--- SUPPLIED INFORMATION ---
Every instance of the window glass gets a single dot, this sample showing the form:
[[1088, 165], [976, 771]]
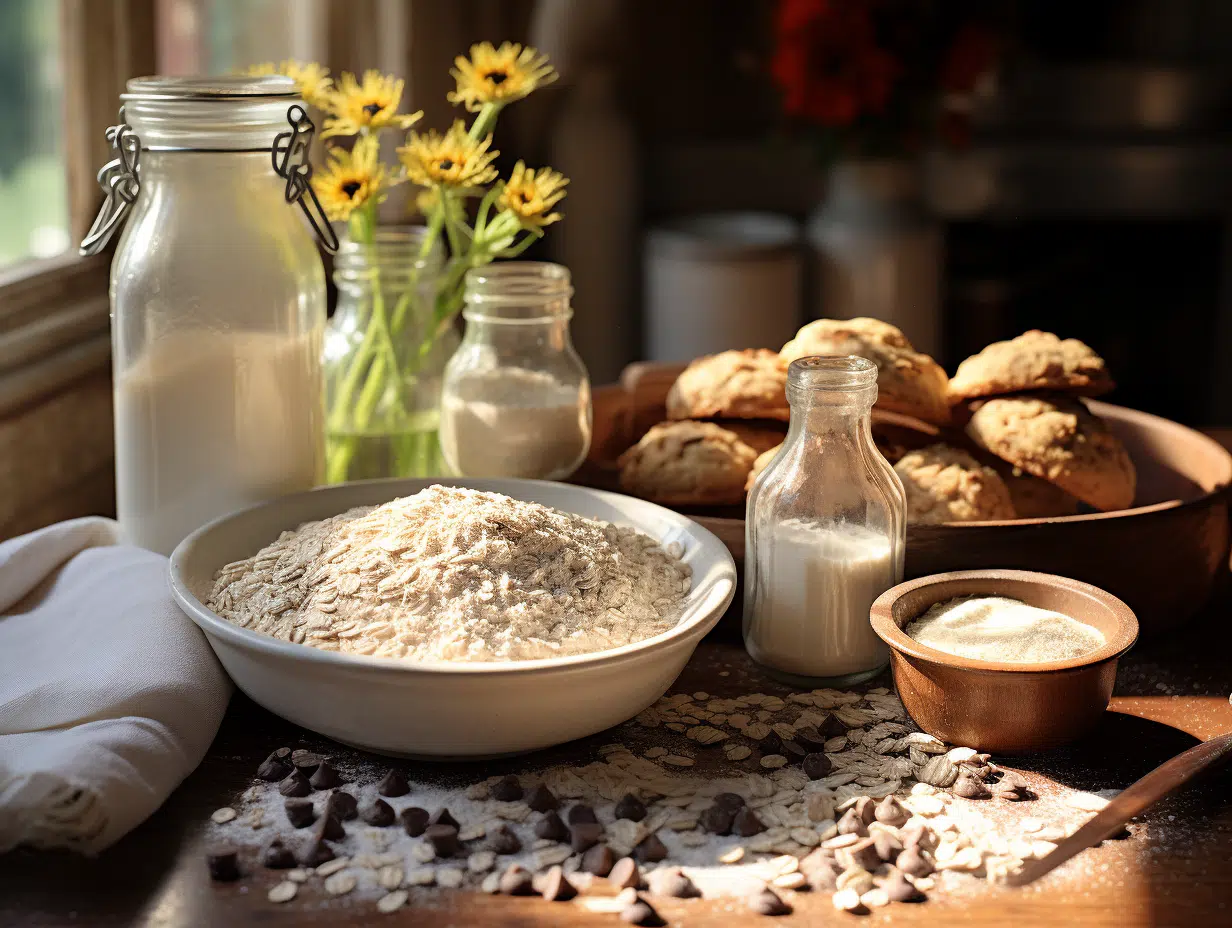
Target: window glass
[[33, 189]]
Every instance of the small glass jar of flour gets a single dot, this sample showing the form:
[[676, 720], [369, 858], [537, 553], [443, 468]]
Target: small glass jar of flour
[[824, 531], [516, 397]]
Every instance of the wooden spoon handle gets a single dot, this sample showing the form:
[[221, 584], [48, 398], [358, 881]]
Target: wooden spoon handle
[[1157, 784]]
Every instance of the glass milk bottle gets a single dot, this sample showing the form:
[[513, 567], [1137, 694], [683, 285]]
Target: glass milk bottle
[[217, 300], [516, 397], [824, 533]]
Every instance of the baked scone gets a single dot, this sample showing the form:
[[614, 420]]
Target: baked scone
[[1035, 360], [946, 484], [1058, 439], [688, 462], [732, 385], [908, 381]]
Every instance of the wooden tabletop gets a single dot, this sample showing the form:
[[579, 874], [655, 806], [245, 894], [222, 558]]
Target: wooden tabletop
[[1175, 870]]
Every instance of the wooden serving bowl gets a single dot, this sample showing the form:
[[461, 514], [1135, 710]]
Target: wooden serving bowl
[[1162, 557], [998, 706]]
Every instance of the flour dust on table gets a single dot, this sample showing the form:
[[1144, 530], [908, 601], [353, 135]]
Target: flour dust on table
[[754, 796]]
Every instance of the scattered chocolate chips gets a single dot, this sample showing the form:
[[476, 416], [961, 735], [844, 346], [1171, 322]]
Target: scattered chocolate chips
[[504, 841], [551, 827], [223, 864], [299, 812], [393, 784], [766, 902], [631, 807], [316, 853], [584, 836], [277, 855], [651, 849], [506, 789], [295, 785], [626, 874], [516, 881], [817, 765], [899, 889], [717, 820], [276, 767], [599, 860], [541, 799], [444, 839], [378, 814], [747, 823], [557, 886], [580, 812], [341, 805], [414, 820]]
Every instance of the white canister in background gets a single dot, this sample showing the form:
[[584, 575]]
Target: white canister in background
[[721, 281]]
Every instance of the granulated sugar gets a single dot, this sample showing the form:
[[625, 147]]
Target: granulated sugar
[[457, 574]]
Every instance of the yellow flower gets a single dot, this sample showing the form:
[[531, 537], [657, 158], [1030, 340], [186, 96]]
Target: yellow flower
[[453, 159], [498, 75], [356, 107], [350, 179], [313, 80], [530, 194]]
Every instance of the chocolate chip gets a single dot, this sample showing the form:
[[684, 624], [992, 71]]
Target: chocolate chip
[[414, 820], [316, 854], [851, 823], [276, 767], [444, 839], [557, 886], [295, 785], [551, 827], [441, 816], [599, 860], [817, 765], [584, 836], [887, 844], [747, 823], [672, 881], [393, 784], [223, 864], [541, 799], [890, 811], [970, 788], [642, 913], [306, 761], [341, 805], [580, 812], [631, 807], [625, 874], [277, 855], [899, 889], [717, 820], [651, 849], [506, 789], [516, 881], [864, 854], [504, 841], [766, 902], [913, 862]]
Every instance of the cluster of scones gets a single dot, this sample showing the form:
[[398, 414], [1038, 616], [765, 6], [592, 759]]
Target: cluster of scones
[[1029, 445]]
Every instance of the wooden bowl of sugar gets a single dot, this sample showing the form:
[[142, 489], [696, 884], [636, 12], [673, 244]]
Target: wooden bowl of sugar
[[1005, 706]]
---
--- SUPPLIED INFORMATION ---
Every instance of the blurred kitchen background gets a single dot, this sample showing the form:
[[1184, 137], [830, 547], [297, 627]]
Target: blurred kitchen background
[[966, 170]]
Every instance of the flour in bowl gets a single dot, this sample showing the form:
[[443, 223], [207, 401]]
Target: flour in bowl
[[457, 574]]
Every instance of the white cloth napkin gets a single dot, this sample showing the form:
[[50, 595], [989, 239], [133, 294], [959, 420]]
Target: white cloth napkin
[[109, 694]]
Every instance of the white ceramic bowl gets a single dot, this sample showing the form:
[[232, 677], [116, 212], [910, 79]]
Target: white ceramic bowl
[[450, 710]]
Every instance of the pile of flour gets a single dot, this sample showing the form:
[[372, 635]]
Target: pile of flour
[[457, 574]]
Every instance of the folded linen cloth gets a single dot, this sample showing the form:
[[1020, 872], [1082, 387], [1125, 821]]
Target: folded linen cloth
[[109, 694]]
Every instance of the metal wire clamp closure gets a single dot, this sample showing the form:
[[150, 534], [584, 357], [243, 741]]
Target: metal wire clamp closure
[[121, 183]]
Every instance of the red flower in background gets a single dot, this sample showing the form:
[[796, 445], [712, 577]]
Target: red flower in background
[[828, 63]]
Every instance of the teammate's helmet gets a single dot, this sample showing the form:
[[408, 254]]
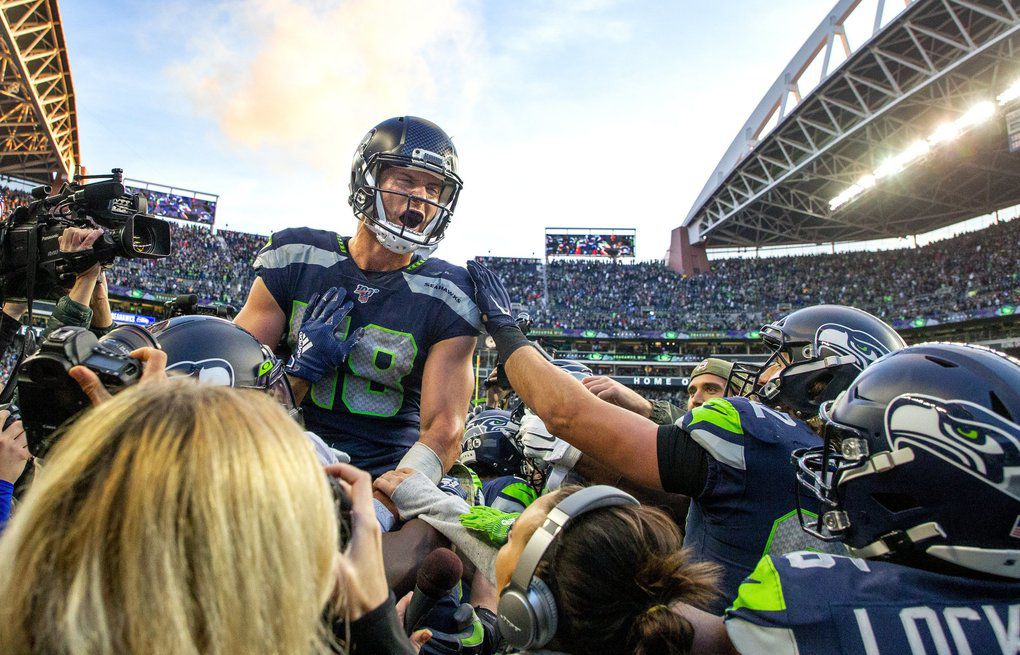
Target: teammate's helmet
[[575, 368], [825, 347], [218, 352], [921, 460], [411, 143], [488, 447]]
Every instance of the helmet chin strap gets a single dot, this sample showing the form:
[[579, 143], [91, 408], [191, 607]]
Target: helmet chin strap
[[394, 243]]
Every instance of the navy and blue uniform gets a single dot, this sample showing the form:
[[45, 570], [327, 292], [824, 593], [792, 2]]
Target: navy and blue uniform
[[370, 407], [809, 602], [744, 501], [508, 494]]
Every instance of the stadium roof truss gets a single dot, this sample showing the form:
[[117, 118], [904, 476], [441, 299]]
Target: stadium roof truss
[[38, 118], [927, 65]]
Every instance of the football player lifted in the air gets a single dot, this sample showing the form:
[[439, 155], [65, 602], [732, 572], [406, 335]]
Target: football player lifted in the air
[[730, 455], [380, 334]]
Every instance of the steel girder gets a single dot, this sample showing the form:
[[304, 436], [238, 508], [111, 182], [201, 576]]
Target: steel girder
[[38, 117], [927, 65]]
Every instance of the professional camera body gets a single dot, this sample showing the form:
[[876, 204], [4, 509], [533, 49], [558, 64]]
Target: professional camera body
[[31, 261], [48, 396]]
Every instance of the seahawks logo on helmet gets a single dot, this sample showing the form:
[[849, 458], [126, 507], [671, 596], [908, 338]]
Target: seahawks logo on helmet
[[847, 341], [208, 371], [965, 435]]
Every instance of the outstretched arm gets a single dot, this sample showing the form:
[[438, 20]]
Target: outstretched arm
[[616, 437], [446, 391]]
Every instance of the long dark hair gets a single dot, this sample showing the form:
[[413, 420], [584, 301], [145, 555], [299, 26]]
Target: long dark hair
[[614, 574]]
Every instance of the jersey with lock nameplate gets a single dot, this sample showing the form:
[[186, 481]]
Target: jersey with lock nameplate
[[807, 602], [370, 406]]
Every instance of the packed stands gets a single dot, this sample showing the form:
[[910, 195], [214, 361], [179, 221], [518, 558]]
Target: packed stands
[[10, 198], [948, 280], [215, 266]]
---
--- SUPPLIED INFORMATION ---
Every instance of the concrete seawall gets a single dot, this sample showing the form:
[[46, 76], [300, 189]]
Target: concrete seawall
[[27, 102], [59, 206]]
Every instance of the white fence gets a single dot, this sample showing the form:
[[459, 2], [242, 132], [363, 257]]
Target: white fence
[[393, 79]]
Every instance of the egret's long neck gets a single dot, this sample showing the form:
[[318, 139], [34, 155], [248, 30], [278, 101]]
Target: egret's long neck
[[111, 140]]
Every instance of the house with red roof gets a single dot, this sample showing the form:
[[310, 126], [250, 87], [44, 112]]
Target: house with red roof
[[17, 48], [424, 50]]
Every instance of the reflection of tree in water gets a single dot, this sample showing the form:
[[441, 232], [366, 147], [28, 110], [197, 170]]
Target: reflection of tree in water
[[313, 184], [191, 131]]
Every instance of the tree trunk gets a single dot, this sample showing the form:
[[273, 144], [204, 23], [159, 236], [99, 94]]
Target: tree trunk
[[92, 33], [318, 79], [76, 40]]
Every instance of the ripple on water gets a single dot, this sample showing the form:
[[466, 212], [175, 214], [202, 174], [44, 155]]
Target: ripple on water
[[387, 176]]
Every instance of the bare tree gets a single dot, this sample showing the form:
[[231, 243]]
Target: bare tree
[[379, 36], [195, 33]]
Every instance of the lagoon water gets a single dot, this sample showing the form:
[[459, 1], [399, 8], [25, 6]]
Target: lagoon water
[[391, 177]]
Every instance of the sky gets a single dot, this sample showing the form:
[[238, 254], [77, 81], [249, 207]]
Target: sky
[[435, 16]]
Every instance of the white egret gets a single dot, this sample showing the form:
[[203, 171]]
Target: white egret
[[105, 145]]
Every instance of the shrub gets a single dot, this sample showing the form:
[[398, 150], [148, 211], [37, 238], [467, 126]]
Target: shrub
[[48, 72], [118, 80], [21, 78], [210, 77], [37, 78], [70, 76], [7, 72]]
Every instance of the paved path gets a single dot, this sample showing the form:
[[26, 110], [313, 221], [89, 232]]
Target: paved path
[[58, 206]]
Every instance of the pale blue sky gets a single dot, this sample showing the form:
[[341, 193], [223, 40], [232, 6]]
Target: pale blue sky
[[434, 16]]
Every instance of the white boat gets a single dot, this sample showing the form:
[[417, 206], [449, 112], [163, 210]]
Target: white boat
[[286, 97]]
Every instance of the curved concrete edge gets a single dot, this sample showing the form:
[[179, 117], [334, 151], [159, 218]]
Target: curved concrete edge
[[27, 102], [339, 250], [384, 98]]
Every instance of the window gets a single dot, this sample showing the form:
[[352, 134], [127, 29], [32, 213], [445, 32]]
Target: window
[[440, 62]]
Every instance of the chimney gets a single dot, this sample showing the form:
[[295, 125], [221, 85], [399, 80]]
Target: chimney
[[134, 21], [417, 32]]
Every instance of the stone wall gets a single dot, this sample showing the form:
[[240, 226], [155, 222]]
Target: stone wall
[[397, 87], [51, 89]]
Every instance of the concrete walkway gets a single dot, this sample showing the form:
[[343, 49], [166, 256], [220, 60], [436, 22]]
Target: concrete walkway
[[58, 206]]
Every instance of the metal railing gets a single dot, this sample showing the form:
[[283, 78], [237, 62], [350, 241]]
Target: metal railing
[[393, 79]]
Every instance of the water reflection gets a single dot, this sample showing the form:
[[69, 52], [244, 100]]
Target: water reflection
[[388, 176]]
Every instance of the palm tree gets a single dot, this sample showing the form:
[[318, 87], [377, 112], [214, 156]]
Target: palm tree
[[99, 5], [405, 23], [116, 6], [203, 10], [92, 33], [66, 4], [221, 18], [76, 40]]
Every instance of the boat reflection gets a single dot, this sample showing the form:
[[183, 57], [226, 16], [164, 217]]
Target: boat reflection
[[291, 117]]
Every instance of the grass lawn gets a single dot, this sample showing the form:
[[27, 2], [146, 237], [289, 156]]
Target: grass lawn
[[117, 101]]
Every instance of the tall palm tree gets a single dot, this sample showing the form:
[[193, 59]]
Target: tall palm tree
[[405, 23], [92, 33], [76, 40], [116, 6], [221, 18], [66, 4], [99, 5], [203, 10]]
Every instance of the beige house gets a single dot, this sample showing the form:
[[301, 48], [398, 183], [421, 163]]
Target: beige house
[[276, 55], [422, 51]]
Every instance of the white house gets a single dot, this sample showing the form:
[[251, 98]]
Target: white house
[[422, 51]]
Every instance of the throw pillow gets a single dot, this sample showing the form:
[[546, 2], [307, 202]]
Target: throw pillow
---
▸ WHAT TO DO
Rewrite the entries from the line holding "Every instance of the professional" through the line holding "[[31, 261], [48, 396]]", inclusive, keeping the requests as they are. Scale every answer point coordinate by 1.85 and round it to a whole number, with halves rounding up, but leave the sample coordinates in the requests unchanged.

▸ SOLUTION TO THE EXERCISE
Every instance of the professional camera body gets a single dot, this sample showing the form:
[[876, 204], [4, 509], [533, 49], [558, 64]]
Target: professional camera body
[[57, 483], [89, 733]]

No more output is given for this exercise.